• WHAT NEEDS TO BE DONE: Skip every picture and transcribe the remaining material exactly.

Dataset excerpt
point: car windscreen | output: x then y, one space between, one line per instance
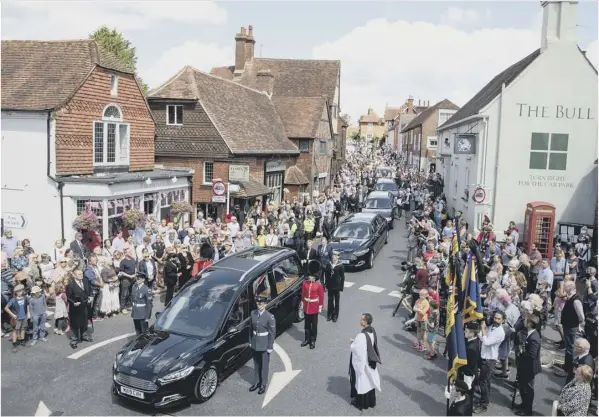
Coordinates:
386 186
352 231
192 312
377 203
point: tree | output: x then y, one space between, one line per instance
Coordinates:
114 42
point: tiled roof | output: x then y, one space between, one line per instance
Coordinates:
42 75
300 115
492 89
251 188
293 77
295 176
215 147
246 118
422 117
391 112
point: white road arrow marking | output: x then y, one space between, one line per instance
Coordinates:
42 410
95 346
280 379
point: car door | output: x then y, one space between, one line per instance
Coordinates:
235 333
285 276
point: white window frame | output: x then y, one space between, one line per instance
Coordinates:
204 173
119 157
114 85
175 106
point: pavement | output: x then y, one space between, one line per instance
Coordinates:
43 379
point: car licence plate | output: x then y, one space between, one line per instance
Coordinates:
132 392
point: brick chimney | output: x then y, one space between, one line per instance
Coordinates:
410 104
249 44
265 81
240 50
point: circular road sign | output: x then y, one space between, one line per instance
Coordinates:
479 195
218 188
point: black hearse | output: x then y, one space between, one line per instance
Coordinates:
202 336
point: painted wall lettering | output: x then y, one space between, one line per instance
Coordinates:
545 181
557 112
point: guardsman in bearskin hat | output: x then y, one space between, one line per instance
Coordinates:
313 299
205 259
335 282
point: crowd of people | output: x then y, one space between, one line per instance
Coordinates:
522 293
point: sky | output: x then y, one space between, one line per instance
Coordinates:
389 50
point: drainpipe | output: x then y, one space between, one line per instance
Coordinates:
59 184
497 149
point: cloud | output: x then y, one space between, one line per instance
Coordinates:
202 56
456 16
43 20
427 61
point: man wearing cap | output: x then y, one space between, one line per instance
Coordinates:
262 339
335 282
313 301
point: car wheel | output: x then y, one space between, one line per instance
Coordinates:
299 313
370 263
206 384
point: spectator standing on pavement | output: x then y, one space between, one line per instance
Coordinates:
363 373
490 341
18 309
141 310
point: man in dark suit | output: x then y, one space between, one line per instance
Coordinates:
582 356
529 365
78 247
262 339
469 372
325 256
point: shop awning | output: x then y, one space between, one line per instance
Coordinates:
250 188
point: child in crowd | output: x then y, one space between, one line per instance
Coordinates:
37 309
61 312
18 309
421 308
432 329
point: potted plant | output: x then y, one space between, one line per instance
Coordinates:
178 208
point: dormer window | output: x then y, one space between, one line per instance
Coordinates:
111 138
114 85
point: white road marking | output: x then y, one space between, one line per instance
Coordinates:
279 380
372 288
42 410
95 346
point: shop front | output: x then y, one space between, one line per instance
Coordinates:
111 196
274 173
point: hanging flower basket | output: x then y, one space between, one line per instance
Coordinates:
86 221
134 218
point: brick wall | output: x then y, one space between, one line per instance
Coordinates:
75 129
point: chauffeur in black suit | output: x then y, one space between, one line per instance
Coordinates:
262 339
335 281
529 365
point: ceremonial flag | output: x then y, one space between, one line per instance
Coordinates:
473 307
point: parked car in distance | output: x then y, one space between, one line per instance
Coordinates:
359 238
386 184
202 336
383 203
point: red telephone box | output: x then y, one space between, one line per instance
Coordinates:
539 221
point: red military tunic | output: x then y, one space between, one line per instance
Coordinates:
312 297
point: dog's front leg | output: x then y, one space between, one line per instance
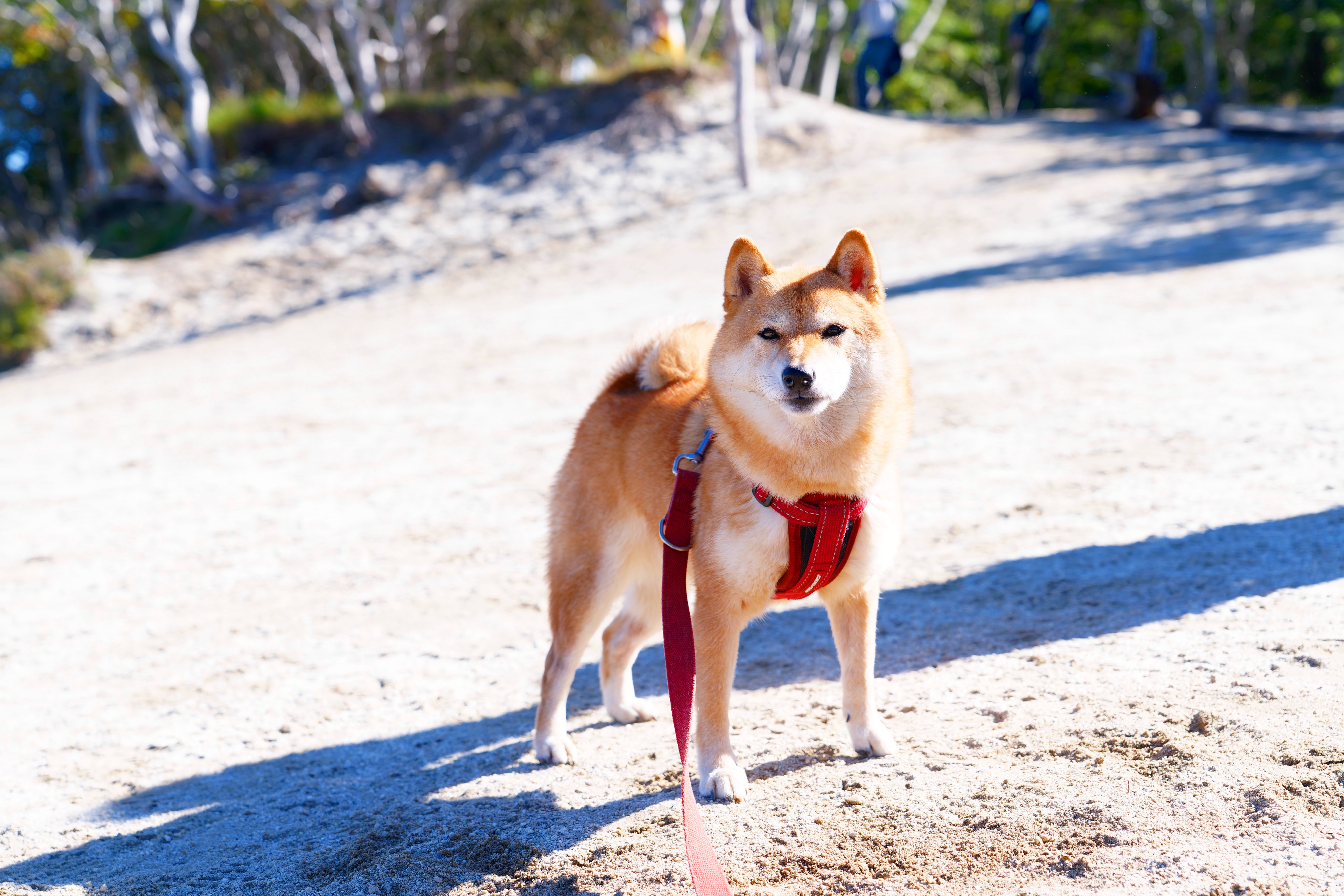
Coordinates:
854 624
717 629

• REPLY:
point: car windscreen | output: x then y, one space between, one line per instance
Coordinates:
386 186
352 231
192 312
377 203
point: tree | output: x then y, one space between, one line per instance
Coordinates:
114 42
point: tiled roof | output: x then y, one space between, one line per instance
Coordinates:
42 75
300 115
492 89
251 188
293 77
295 176
215 147
246 118
422 117
391 112
point: white road arrow marking | output: x then y, one space between, one line per instance
Coordinates:
42 410
95 346
280 379
point: car door | output: x then y, one space between, one line per instance
Coordinates:
235 333
285 276
point: white window frame | output: x then y, one space between, one line per instance
Coordinates:
204 173
119 157
114 85
175 106
point: pavement | output: x then y, one space between, one line per instance
Coordinates:
43 379
point: car licence plate | output: x then y, one space between, one line per instance
Coordinates:
132 392
point: brick chimney | output: x then y, one space between, one line per instance
Coordinates:
410 104
249 44
265 81
240 50
point: circular road sign | output: x then y, one space between, one line per instance
Coordinates:
479 195
218 188
point: black hearse | output: x then y, one space between, one line per instance
Coordinates:
202 336
point: painted wall lettering | output: x then y, one space between, one line per instance
Coordinates:
545 181
557 112
point: guardsman in bearskin hat | output: x then y, one space between, one line per instance
Coordinates:
313 299
205 259
335 282
point: crowd of people | output: x then y, one space between, one line per instance
Coordinates:
522 293
point: sky | output: x then y, one space between, one line per instance
Coordinates:
389 50
point: drainpipe | output: x then y, one space between, one line per instance
Coordinates:
59 184
497 149
point: cloud | output: x then y, one space between, one line per instance
Coordinates:
202 56
456 16
43 20
427 61
point: man wearing cap | output: x then y, one space between, one line per instance
Coordinates:
262 339
335 282
313 301
point: car wheel | output: x then y, one space between, one line per instance
Coordinates:
299 313
370 263
206 384
point: spectator standing on pavement | output: x then y, one space between, one line per instance
Coordinates:
363 373
490 341
18 309
141 310
point: man in dark suit | output: x then y, one space between, one line per instance
Coordinates:
582 356
529 365
78 247
262 339
469 372
325 256
point: shop awning | output: x then y, one space between, one line per instance
Coordinates:
250 188
point: child in crowd | output: x then y, one space between, one line per instance
Coordinates:
37 309
61 312
18 309
421 308
432 329
point: potted plant | output: x then y, one space between, one line per instance
Coordinates:
178 208
point: dormer window | output: x then y, one space between, one line per instance
Coordinates:
111 138
114 85
point: white road marking | output: x then y, one space between, one line per instance
Coordinates:
279 380
372 288
42 410
95 346
point: shop front | output: x then y, one space between, one line per instance
Coordinates:
111 196
274 173
point: hanging flower basket | output: x then y, one space between, one line per instance
Coordinates:
86 221
134 218
point: brick wall | output: x then y, one space between, one line per instance
Coordinates:
75 129
point: chauffeur in black suit | output: x then y, one space between, one line per instance
Coordinates:
262 339
335 281
529 365
point: ceremonial flag | output: x then y, one space between, one line per instance
Coordinates:
473 307
point: parked car in distance | output: x then y, one space between, one line per instance
Coordinates:
359 238
386 184
202 336
383 203
point: red telephone box | output: x then y, one space between, one line per instance
Coordinates:
539 221
point: red military tunic | output: x then y, one space between, one line per instance
Coordinates:
312 297
point: dog's front leg | output: x then y, one space between, one line per instance
Coordinates:
854 624
717 629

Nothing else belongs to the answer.